## BEGIN Data lines

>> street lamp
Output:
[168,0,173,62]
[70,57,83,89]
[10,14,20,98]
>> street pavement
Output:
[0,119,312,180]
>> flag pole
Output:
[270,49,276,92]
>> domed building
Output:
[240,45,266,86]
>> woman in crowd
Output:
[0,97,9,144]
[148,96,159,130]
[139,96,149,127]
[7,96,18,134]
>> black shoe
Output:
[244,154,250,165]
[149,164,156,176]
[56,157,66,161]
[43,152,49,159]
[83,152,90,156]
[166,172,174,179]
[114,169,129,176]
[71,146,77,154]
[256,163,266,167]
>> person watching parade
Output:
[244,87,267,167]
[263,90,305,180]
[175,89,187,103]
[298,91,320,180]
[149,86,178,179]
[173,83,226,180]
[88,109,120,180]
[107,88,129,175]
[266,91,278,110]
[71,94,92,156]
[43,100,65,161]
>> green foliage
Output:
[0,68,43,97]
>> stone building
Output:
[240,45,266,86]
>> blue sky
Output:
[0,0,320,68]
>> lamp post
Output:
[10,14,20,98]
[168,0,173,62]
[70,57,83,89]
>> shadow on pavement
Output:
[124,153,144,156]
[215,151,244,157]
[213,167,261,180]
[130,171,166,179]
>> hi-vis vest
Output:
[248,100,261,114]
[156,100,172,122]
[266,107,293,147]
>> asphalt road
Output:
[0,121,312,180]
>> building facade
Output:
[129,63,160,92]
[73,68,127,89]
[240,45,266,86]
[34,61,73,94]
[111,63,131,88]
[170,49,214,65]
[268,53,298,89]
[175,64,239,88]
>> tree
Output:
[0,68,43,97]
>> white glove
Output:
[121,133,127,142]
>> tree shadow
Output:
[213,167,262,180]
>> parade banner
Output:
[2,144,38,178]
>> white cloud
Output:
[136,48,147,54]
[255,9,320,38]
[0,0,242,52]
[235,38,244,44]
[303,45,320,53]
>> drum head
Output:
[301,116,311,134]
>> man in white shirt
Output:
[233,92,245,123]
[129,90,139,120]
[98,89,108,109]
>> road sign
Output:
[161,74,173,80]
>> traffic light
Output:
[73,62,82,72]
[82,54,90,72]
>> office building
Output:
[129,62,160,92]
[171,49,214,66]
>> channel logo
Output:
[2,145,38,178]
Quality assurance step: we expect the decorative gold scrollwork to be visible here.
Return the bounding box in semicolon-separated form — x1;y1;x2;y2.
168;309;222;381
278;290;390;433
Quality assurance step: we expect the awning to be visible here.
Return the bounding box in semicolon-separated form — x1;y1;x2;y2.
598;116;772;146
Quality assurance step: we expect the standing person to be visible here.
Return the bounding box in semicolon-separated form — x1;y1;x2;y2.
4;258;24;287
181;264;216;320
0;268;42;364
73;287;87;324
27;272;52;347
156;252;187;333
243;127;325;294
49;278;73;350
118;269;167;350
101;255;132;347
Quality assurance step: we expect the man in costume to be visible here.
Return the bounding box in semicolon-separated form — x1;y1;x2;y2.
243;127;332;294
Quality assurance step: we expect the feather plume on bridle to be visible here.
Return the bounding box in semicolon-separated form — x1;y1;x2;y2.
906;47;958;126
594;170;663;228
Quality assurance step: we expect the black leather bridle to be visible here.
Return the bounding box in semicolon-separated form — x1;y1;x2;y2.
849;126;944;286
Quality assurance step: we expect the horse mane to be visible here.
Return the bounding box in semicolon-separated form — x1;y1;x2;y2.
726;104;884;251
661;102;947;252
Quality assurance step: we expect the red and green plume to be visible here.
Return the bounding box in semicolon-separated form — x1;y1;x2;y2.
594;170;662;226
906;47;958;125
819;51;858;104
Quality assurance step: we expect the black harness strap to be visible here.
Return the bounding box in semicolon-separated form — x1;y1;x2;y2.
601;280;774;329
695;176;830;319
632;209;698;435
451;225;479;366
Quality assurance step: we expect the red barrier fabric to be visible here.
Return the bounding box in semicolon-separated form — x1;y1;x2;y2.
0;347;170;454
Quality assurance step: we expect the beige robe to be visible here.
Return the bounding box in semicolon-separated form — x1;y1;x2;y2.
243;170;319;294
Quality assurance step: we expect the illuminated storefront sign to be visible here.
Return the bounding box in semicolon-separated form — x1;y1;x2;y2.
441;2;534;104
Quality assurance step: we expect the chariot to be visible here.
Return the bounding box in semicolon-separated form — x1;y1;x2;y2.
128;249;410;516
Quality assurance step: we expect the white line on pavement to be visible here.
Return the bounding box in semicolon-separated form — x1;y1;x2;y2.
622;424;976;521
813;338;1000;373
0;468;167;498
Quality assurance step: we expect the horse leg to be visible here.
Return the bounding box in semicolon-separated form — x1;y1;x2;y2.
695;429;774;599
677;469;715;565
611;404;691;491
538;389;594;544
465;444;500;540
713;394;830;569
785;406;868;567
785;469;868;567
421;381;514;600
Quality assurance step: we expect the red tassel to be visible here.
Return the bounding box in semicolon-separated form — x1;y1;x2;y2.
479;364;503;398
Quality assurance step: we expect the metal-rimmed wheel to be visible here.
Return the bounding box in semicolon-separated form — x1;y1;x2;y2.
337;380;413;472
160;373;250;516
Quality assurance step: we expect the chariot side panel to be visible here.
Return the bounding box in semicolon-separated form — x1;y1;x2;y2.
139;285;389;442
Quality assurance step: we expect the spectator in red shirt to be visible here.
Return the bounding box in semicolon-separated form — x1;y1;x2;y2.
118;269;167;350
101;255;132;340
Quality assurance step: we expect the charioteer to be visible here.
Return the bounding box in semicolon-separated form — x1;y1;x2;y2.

## END Data lines

◆ **Problem details**
Extract each entry in full, exactly as given.

◆ **Complete answer**
>> street lamp
Output:
[168,0,173,62]
[70,57,83,89]
[10,14,20,98]
>> street pavement
Output:
[0,119,312,180]
>> flag pole
Output:
[270,49,276,92]
>> domed building
Output:
[240,45,266,86]
>> woman in crowd
Output:
[0,97,9,144]
[148,96,159,130]
[139,96,149,127]
[7,96,18,134]
>> black shoe
Output:
[244,154,250,165]
[149,164,156,176]
[56,157,66,161]
[43,152,49,159]
[83,152,90,156]
[166,172,174,179]
[114,169,129,176]
[71,146,77,154]
[256,163,266,167]
>> person watching parade
Output:
[244,87,267,167]
[263,90,305,180]
[175,89,187,103]
[298,91,320,180]
[149,86,178,179]
[173,83,226,180]
[88,109,120,180]
[107,88,129,175]
[266,91,278,110]
[71,94,92,156]
[43,100,65,161]
>> green foliage
Output:
[0,68,43,97]
>> stone building
Output:
[240,45,266,86]
>> blue sky
Output:
[0,0,320,68]
>> lamp post
Output:
[10,14,20,98]
[168,0,173,62]
[70,57,83,89]
>> shadow on pavement
Output:
[124,153,144,156]
[215,151,244,157]
[213,167,261,180]
[130,171,166,179]
>> hi-vis vest
Output:
[248,100,261,114]
[156,100,172,122]
[266,107,293,147]
>> asphalt road
Output:
[0,121,312,180]
>> building facade
Output:
[129,63,160,92]
[73,68,127,89]
[240,45,266,86]
[34,61,73,94]
[111,63,131,88]
[170,49,214,65]
[268,53,298,89]
[175,64,239,88]
>> tree
Output:
[0,68,43,97]
>> white glove
Output:
[121,133,127,142]
>> tree shadow
Output:
[213,167,262,180]
>> parade banner
Output:
[2,144,38,178]
>> white cloud
Output:
[136,48,147,54]
[255,9,320,38]
[0,0,242,52]
[235,38,244,44]
[303,45,320,53]
>> drum head
Output:
[301,116,311,134]
>> man in white shirt
Output:
[233,92,245,123]
[129,90,139,120]
[98,89,108,109]
>> road sign
Output:
[161,74,173,80]
>> traffic light
Output:
[73,62,82,72]
[82,54,90,72]
>> office building
Output:
[129,62,160,92]
[171,49,214,66]
>> channel logo
Output:
[2,145,38,178]
Quality assurance step: we expect the decorative gold scrollwork to be visible here.
Return the bounding box in semicolon-separated form — x1;y1;x2;y2.
168;309;222;381
278;290;390;433
Quality assurance step: we expect the awning to be visible here.
Return the bounding box in semicolon-separated form — x1;y1;x2;y2.
598;116;772;146
Quality assurance step: we expect the standing person to be visible here.
Return the bounding box in semicolon-separated form — x1;y1;x2;y2.
4;258;24;287
181;264;216;320
0;268;42;364
73;287;87;324
27;272;52;347
156;252;187;333
243;127;325;294
49;278;73;350
118;269;167;350
101;255;132;347
Quality assurance step: we expect the man in costume to be visible here.
Return the bounding box in semicolon-separated form — x1;y1;x2;y2.
243;127;332;294
Quality assurance step: we expect the feather plume on bridle to be visible here.
Return the bounding box in semicolon-separated form — x1;y1;x2;y2.
906;47;958;126
594;170;663;228
Quality assurance step: we expect the black leather bridle to be visible here.
Return the bounding box in semicolon-separated form — x1;y1;x2;y2.
849;126;944;286
Quality assurance step: we expect the horse mane to be visible here.
Return the bounding box in semicolon-separated form — x1;y1;x2;y2.
726;104;884;251
661;102;947;252
Quality assurance step: we expect the red and green plume to be visible here.
Return the bounding box in semicolon-separated form — x1;y1;x2;y2.
594;170;662;226
906;47;958;125
819;51;858;104
Quality assurance step: we expect the black harness strap to be visible here.
Return the bounding box in semicolon-separated form — x1;y1;x2;y2.
601;280;774;329
695;176;830;319
632;209;698;435
451;225;479;366
Quality assurance step: we expect the red barrier fabric to be visible here.
Return the bounding box in semicolon-separated form — x1;y1;x2;y2.
0;347;170;454
Quality assurance step: we expect the beige robe to be visible here.
Return the bounding box in semicolon-separated form — x1;y1;x2;y2.
243;170;319;294
Quality assurance step: we expect the illuminated storefront sign to be visible here.
Return the bounding box in semicolon-separated form — x1;y1;x2;y2.
441;2;534;104
Quality assurance step: we expect the chariot to be visible here.
Return the bounding box in semicolon-separated form — x1;y1;x2;y2.
128;249;410;516
Quality assurance step: we expect the white line on pavement to be visible here.
Return the bounding box in semicolon-separated form — x1;y1;x2;y2.
622;424;976;521
813;338;1000;373
0;468;167;498
Quality assurance step: we expect the horse leg to be visible here.
Return the bounding box in semicolon-separated form — x1;y1;x2;y2.
695;429;774;599
677;469;715;565
611;404;691;491
538;389;594;544
465;444;500;540
713;394;830;569
785;406;868;567
785;469;868;567
421;381;514;600
Quality assurance step: we expect the red tassel to be visible here.
Return the bounding box in semicolon-separated form — x1;y1;x2;y2.
479;364;503;398
Quality assurance step: we expect the metal-rimmed wheel to be visible here.
Return the bounding box in semicolon-separated form — x1;y1;x2;y2.
337;380;413;472
160;373;250;516
Quality assurance step: we expect the chariot side panel to be visible here.
Return the bounding box in semicolon-separated form — x1;y1;x2;y2.
139;285;389;442
Quality assurance step: we expect the spectator in red shirt to be visible here.
Return the bounding box in semicolon-separated form — x1;y1;x2;y2.
118;269;167;350
101;255;132;340
Quality assurance step: we expect the charioteer to be visible here.
Return the bounding box in semicolon-separated form — x1;y1;x2;y2.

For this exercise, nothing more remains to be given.